● TASK BRIEF
In the listing below, copy out the lines from the one containing "If you could pin the tan" through the one containing "(1343, 307)", including the request line. Raise every coordinate in the answers by 25.

● EXTRACTED DATA
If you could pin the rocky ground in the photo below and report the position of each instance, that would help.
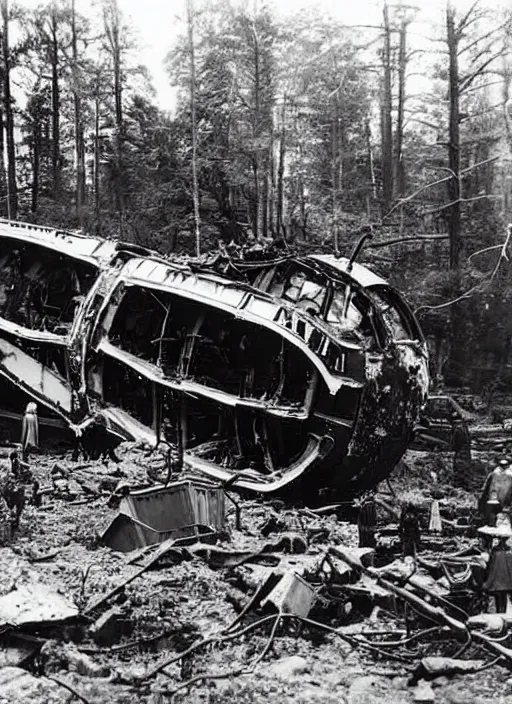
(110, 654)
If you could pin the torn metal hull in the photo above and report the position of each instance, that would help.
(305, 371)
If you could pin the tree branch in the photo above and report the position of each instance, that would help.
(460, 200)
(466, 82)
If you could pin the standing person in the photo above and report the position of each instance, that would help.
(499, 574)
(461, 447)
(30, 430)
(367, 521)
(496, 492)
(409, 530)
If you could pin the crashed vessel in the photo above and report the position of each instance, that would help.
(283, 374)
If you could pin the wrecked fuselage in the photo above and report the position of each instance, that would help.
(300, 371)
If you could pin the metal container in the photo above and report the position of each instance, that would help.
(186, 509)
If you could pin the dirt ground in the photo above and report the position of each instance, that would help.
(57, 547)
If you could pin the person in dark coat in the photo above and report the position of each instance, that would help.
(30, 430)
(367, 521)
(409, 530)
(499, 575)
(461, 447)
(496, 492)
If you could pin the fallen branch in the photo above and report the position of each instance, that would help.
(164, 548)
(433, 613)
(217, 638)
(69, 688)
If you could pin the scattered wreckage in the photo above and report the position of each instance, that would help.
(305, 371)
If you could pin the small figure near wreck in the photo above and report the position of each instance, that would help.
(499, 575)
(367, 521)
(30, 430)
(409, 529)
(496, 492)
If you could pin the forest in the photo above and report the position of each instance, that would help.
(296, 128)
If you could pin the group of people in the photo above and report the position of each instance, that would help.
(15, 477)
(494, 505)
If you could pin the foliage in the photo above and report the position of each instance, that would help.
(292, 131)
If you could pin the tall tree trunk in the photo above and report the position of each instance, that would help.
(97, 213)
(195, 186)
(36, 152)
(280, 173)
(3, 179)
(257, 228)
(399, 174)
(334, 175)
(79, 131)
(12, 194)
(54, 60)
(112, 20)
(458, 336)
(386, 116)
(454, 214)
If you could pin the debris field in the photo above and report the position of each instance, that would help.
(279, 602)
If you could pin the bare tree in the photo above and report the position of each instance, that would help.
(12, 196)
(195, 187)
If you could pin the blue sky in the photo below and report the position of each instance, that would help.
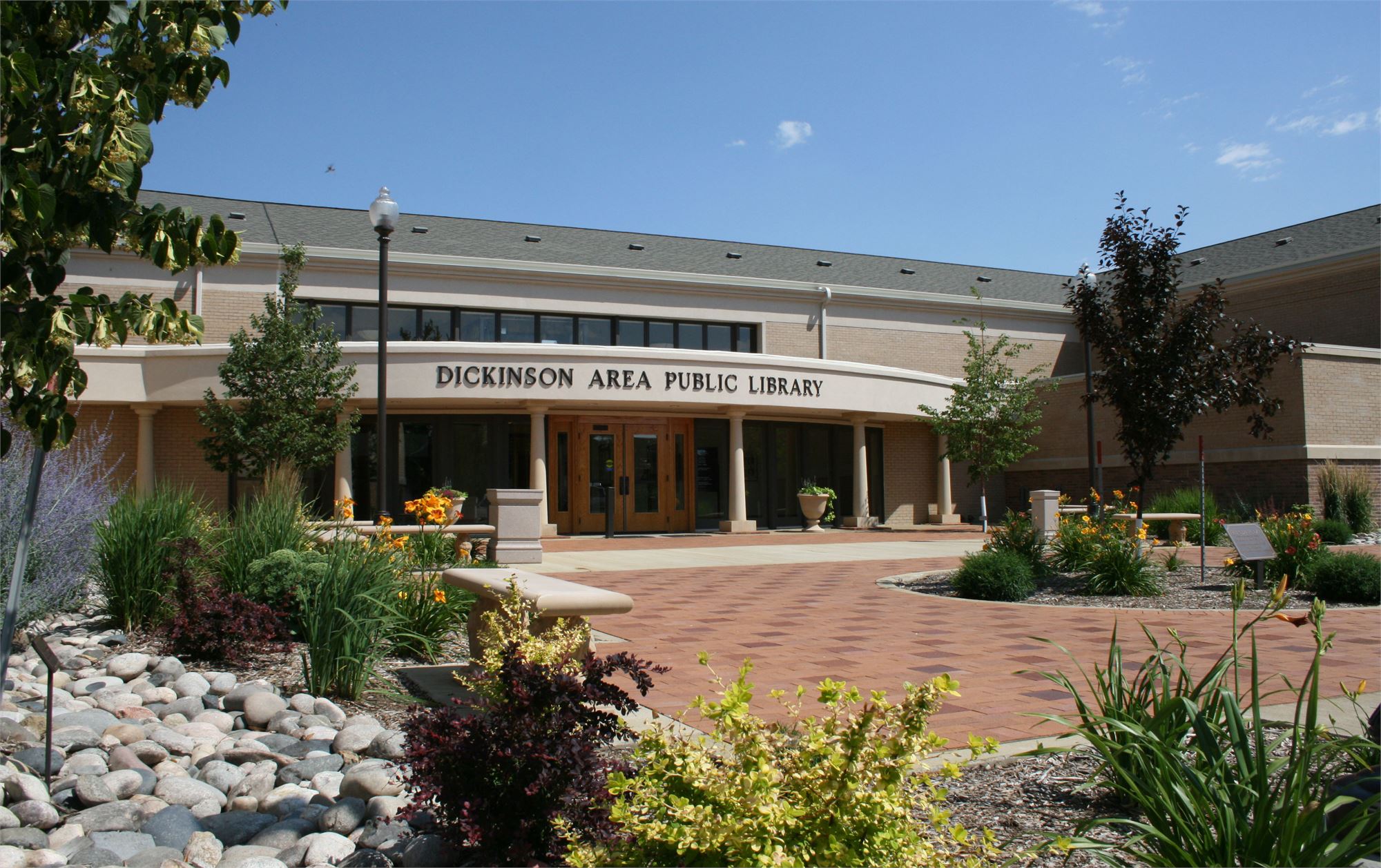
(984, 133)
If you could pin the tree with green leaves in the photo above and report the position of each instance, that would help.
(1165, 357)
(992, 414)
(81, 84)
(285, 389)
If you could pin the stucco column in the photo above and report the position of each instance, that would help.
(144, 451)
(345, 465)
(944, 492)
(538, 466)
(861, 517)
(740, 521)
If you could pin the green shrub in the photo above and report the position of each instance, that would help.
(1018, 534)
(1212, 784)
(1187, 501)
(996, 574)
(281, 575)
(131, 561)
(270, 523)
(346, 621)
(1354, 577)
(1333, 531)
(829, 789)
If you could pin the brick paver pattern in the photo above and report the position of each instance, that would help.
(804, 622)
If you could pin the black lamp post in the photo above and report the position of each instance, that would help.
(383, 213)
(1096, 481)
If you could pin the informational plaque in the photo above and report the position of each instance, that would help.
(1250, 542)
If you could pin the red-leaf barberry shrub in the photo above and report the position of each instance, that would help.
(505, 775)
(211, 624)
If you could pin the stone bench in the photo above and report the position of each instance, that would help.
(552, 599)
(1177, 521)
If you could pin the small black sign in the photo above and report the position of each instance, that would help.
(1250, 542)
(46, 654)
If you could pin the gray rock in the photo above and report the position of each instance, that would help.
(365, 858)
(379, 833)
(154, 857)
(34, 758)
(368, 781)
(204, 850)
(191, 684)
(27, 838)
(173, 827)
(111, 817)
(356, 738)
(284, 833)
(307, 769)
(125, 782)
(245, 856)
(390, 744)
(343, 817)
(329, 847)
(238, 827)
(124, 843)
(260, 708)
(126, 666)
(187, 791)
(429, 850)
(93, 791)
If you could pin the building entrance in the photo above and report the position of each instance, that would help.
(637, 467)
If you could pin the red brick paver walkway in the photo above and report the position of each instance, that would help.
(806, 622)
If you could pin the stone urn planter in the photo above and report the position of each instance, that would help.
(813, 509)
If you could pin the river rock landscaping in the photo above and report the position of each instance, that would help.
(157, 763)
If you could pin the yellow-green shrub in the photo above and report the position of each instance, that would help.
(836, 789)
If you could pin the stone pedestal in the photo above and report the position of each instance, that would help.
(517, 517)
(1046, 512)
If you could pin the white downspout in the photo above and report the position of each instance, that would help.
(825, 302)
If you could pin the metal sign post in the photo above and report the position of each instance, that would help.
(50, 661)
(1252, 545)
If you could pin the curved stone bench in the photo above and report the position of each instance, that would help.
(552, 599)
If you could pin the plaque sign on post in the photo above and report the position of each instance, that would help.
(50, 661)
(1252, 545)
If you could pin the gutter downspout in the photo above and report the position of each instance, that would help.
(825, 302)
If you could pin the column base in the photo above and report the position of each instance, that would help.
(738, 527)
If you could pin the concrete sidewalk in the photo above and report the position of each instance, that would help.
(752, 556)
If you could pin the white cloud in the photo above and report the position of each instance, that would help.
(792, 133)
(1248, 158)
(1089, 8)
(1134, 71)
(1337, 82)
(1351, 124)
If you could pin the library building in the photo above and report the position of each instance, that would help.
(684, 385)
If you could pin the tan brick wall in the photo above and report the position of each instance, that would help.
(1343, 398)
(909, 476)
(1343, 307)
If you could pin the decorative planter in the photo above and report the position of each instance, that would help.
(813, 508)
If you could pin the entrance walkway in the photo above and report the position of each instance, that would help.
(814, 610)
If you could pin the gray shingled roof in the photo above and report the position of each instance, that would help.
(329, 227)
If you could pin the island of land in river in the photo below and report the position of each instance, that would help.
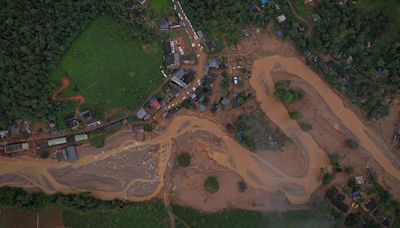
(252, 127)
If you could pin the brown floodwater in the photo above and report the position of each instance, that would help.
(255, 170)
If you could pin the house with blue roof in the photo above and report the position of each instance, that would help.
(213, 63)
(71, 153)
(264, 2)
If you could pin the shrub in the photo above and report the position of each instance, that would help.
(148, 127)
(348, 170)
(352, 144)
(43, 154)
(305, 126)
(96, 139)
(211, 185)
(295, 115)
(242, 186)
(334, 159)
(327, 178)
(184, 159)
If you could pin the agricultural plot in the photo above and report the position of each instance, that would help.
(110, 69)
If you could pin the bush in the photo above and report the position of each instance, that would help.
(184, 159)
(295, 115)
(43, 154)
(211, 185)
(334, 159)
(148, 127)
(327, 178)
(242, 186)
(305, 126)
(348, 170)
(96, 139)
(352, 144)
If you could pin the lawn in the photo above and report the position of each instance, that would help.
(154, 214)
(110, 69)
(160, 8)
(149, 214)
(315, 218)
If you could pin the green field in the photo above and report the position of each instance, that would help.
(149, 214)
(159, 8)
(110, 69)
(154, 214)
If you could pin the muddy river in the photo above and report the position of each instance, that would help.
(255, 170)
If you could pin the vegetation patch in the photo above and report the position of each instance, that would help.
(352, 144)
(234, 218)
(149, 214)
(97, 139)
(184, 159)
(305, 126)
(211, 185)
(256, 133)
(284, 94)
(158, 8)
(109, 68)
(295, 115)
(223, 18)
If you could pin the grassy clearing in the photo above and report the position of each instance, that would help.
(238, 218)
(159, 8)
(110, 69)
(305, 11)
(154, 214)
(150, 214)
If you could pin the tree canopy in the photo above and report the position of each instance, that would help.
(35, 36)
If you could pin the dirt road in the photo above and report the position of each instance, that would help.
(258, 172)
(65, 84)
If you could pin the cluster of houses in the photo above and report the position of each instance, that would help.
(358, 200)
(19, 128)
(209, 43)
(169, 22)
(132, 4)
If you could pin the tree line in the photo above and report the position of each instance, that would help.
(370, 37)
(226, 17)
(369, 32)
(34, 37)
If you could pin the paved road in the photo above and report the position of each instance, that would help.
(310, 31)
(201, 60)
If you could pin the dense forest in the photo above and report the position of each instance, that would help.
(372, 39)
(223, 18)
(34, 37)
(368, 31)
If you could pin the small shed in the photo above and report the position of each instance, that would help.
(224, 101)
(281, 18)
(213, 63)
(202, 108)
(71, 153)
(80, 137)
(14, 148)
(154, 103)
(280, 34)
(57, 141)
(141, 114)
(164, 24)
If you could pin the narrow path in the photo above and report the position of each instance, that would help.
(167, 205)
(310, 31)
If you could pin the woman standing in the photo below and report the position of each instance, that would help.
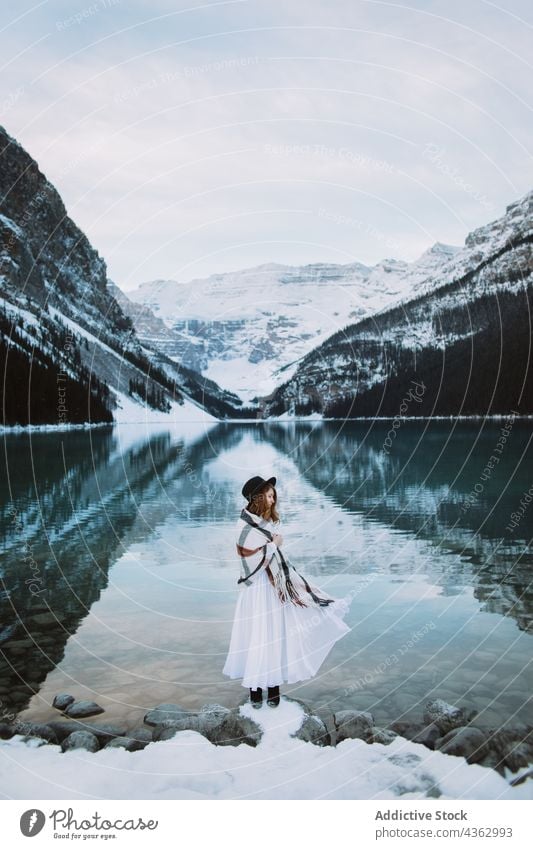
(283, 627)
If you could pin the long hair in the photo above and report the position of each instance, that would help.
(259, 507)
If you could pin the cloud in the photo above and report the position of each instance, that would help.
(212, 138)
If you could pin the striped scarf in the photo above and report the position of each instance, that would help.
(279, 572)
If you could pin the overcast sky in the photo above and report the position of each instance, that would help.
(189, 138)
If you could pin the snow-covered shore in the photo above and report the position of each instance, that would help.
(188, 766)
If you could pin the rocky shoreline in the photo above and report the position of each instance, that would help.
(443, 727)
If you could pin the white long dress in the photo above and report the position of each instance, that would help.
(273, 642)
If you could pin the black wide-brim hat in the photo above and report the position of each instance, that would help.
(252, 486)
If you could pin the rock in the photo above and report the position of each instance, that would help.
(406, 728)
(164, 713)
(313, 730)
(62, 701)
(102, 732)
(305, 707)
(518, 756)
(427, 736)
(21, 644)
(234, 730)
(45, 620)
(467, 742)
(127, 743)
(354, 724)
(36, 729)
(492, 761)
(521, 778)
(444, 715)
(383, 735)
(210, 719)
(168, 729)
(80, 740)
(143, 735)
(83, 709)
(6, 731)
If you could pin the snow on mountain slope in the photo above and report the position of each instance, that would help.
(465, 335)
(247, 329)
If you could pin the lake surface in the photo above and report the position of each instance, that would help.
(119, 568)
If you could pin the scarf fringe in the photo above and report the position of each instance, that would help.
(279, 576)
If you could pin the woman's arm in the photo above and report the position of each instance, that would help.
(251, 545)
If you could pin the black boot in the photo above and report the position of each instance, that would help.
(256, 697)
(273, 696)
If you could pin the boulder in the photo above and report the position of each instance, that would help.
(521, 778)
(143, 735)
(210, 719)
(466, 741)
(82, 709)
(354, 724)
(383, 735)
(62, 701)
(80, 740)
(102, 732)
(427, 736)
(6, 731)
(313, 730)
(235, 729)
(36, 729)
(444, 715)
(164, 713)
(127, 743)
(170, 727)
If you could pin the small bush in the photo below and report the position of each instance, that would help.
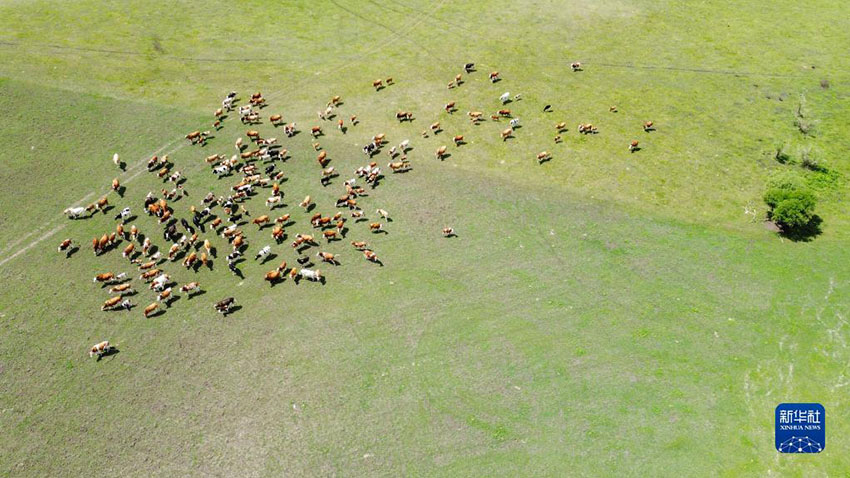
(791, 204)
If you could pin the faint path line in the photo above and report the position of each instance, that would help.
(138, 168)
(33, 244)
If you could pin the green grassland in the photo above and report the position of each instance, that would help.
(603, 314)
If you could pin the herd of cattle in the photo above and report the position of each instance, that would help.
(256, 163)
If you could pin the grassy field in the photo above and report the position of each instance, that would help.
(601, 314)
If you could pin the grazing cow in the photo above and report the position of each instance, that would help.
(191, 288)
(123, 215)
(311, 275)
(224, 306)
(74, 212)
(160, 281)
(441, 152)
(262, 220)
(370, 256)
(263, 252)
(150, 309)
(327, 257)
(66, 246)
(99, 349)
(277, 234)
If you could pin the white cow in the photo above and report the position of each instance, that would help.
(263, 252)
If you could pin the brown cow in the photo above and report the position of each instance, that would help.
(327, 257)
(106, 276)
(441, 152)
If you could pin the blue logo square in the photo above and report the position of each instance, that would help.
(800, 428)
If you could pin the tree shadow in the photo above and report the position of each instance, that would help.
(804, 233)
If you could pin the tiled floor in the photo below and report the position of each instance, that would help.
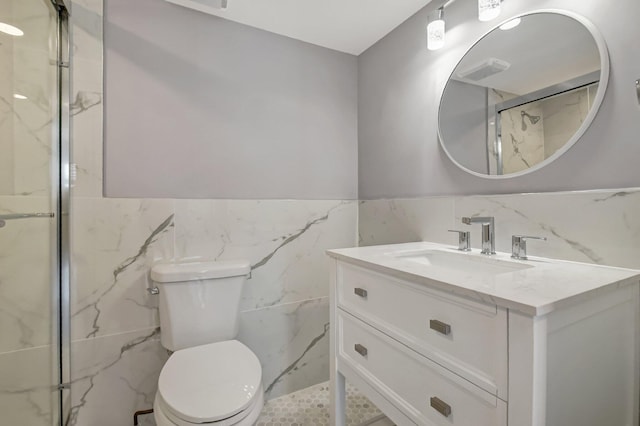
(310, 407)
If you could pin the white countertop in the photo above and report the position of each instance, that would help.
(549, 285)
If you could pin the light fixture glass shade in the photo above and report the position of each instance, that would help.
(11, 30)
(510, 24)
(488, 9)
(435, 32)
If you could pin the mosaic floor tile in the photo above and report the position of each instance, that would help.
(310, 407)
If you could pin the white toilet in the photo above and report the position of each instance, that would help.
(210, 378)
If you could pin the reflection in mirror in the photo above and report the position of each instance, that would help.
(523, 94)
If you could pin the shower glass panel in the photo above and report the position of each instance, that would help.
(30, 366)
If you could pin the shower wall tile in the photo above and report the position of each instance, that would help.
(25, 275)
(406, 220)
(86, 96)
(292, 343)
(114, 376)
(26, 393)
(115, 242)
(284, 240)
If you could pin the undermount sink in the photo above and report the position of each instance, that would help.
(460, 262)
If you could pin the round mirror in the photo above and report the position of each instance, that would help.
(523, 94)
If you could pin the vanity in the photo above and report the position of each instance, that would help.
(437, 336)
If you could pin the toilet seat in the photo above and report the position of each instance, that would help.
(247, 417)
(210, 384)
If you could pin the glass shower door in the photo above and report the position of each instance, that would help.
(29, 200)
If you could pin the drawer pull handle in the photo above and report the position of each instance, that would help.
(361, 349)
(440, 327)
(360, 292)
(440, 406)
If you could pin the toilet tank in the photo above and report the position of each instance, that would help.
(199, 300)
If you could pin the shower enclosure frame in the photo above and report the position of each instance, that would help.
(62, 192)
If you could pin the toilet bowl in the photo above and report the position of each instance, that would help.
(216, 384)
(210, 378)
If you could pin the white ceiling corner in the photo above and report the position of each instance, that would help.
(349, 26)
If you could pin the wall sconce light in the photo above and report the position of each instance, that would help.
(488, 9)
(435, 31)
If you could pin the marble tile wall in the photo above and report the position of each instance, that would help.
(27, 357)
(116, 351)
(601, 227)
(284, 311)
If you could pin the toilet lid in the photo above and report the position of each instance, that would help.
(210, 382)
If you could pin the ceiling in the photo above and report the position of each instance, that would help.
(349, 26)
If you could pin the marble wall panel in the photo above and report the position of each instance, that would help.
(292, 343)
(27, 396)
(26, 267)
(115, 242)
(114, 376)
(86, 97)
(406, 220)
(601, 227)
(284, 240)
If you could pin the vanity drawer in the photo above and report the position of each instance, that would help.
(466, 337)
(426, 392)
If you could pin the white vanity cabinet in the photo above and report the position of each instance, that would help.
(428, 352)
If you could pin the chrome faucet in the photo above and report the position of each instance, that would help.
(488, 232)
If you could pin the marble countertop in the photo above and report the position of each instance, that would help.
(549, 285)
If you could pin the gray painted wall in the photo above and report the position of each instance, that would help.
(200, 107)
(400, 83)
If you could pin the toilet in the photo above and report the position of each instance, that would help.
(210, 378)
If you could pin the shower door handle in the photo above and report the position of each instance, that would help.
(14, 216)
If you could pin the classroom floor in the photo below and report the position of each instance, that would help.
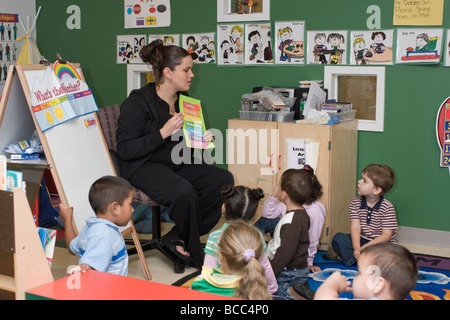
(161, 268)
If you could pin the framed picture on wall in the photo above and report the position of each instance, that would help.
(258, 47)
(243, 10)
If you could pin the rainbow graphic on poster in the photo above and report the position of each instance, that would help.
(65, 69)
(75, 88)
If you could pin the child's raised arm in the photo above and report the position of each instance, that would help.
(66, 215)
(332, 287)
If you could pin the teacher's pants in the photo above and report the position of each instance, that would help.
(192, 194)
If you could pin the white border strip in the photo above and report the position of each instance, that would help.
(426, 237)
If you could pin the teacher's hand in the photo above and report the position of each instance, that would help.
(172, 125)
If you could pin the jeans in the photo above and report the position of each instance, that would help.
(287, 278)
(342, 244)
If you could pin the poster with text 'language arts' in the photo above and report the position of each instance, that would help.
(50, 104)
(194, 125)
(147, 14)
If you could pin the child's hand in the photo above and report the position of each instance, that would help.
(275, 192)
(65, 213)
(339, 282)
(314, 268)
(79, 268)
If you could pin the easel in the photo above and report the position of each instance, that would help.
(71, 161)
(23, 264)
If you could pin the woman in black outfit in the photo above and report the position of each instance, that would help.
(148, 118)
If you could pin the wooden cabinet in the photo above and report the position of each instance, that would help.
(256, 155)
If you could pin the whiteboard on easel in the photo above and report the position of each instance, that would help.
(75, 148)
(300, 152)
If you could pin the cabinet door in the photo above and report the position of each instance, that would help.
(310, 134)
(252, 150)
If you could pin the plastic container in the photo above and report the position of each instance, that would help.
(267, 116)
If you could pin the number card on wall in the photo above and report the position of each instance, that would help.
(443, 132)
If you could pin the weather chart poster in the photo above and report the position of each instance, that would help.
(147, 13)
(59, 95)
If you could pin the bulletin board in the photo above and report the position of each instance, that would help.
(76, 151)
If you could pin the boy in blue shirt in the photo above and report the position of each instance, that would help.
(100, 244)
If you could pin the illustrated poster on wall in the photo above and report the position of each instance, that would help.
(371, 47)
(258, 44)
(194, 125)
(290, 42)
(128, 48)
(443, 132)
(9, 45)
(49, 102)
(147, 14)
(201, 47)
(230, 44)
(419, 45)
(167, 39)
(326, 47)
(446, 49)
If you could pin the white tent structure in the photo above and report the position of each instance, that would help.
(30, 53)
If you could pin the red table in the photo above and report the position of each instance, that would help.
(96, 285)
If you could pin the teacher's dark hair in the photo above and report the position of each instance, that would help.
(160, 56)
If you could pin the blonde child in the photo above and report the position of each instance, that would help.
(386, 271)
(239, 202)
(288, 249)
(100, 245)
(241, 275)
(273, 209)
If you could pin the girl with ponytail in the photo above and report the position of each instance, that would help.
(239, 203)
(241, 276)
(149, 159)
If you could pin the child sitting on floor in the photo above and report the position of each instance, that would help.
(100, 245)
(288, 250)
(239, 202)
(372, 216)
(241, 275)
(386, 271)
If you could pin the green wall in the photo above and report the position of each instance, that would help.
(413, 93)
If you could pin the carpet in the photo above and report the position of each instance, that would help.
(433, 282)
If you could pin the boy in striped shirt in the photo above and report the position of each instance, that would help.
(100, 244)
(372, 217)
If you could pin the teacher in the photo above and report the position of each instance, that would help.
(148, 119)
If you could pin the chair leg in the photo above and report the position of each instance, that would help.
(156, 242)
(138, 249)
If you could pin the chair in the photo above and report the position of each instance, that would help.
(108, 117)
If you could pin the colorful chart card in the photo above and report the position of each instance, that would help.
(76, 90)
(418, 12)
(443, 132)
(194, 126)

● RESPONSE TO THIS TASK
If you could pin the tan brick wall in the photo above and report the position of each instance, that would help.
(1368, 423)
(934, 501)
(1368, 332)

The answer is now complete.